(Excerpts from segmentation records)

● ● ● ● ●

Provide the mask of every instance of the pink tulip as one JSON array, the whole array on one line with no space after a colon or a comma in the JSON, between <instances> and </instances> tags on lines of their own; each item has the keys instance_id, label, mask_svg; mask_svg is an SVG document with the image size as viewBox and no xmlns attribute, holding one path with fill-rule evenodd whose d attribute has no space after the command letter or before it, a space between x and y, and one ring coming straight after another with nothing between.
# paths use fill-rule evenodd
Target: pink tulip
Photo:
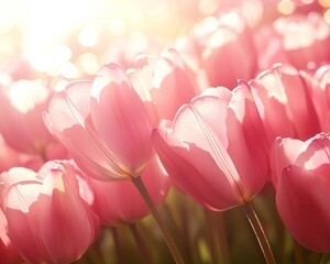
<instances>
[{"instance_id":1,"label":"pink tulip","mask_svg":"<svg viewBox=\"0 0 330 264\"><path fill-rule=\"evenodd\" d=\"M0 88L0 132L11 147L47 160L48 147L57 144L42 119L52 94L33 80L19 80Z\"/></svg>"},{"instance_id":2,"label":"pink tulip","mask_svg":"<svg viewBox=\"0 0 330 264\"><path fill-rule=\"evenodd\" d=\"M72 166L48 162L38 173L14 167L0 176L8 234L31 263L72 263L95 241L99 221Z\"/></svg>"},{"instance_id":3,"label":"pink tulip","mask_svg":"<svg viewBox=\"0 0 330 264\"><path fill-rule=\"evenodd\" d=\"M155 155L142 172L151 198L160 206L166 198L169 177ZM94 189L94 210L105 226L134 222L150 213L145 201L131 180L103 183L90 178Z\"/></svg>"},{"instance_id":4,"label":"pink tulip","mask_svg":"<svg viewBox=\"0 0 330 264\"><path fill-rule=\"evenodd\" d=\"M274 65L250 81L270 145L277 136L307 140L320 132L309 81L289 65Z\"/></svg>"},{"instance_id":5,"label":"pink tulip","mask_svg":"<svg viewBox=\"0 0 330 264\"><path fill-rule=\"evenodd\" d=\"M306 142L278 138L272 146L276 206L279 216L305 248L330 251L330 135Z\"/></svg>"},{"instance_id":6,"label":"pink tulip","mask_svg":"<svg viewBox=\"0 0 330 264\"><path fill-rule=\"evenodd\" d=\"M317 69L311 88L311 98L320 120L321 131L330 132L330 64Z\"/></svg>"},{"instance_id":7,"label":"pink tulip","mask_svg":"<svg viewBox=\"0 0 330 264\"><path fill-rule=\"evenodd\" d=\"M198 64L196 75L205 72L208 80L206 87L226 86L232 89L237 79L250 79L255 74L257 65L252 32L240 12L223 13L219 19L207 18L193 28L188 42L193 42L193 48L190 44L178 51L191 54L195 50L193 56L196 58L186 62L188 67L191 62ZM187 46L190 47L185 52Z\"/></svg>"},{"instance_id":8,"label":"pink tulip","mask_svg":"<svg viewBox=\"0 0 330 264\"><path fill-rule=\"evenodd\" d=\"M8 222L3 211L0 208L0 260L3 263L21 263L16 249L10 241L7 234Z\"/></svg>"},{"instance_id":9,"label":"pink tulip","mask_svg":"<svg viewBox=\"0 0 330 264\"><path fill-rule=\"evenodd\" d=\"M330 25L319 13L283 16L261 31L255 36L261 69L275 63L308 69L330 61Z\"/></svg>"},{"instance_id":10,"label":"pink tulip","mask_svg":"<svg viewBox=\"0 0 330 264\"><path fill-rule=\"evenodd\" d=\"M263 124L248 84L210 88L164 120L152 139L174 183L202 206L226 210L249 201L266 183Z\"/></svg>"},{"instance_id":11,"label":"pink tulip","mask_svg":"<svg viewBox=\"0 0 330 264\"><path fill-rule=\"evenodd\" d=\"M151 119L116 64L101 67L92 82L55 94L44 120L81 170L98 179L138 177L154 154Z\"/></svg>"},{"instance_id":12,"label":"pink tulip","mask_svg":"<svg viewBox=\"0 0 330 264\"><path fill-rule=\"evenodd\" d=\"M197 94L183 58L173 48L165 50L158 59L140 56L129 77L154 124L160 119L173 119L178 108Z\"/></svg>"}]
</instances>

● ● ● ● ●

◆ **EXERCISE**
Repeat all the data as it stands, dropping any images it holds.

◆ **ANSWER FOR THIS EXERCISE**
Provide the mask of every instance of the pink tulip as one JSON array, the whole array on one line with no space after a colon or a comma in the JSON, between <instances> and </instances> tags on lines of their own; each item has the keys instance_id, label, mask_svg; mask_svg is an SVG document with the image size as viewBox and no xmlns attribute, holding one path with fill-rule evenodd whose d attribute has no space after the command letter or before it, a space between x and y, and one ring coming straight after another with nothing between.
# paths use fill-rule evenodd
Target: pink tulip
Photo:
<instances>
[{"instance_id":1,"label":"pink tulip","mask_svg":"<svg viewBox=\"0 0 330 264\"><path fill-rule=\"evenodd\" d=\"M0 88L0 132L11 147L47 160L48 147L57 144L42 119L52 94L33 80L19 80Z\"/></svg>"},{"instance_id":2,"label":"pink tulip","mask_svg":"<svg viewBox=\"0 0 330 264\"><path fill-rule=\"evenodd\" d=\"M72 166L48 162L38 173L14 167L0 176L8 234L31 263L72 263L95 241L99 221Z\"/></svg>"},{"instance_id":3,"label":"pink tulip","mask_svg":"<svg viewBox=\"0 0 330 264\"><path fill-rule=\"evenodd\" d=\"M155 155L142 172L151 198L160 206L166 198L169 177ZM94 189L94 210L105 226L134 222L150 213L145 201L131 180L103 183L90 178Z\"/></svg>"},{"instance_id":4,"label":"pink tulip","mask_svg":"<svg viewBox=\"0 0 330 264\"><path fill-rule=\"evenodd\" d=\"M274 65L250 81L270 145L277 136L307 140L320 132L309 81L289 65Z\"/></svg>"},{"instance_id":5,"label":"pink tulip","mask_svg":"<svg viewBox=\"0 0 330 264\"><path fill-rule=\"evenodd\" d=\"M306 142L278 138L272 146L276 206L279 216L305 248L330 251L330 135Z\"/></svg>"},{"instance_id":6,"label":"pink tulip","mask_svg":"<svg viewBox=\"0 0 330 264\"><path fill-rule=\"evenodd\" d=\"M317 69L311 88L311 98L320 120L321 131L330 132L330 64Z\"/></svg>"},{"instance_id":7,"label":"pink tulip","mask_svg":"<svg viewBox=\"0 0 330 264\"><path fill-rule=\"evenodd\" d=\"M198 64L196 75L205 72L208 80L206 87L226 86L232 89L237 79L250 79L255 74L257 65L252 32L240 12L223 13L219 19L207 18L193 28L188 42L193 42L193 48L190 44L178 51L191 54L195 50L193 56L196 58L186 62L188 67L191 62ZM187 46L190 47L185 52Z\"/></svg>"},{"instance_id":8,"label":"pink tulip","mask_svg":"<svg viewBox=\"0 0 330 264\"><path fill-rule=\"evenodd\" d=\"M8 222L3 211L0 208L0 260L3 263L21 263L16 249L10 241L7 234Z\"/></svg>"},{"instance_id":9,"label":"pink tulip","mask_svg":"<svg viewBox=\"0 0 330 264\"><path fill-rule=\"evenodd\" d=\"M330 25L319 13L283 16L261 31L255 36L261 69L275 63L308 69L330 61Z\"/></svg>"},{"instance_id":10,"label":"pink tulip","mask_svg":"<svg viewBox=\"0 0 330 264\"><path fill-rule=\"evenodd\" d=\"M263 124L248 84L210 88L164 120L152 139L174 183L202 206L226 210L249 201L266 183Z\"/></svg>"},{"instance_id":11,"label":"pink tulip","mask_svg":"<svg viewBox=\"0 0 330 264\"><path fill-rule=\"evenodd\" d=\"M151 119L116 64L101 67L92 82L55 94L44 120L81 170L98 179L138 177L154 154Z\"/></svg>"},{"instance_id":12,"label":"pink tulip","mask_svg":"<svg viewBox=\"0 0 330 264\"><path fill-rule=\"evenodd\" d=\"M197 94L183 58L173 48L165 50L158 59L140 56L129 77L154 124L160 119L173 119L178 108Z\"/></svg>"}]
</instances>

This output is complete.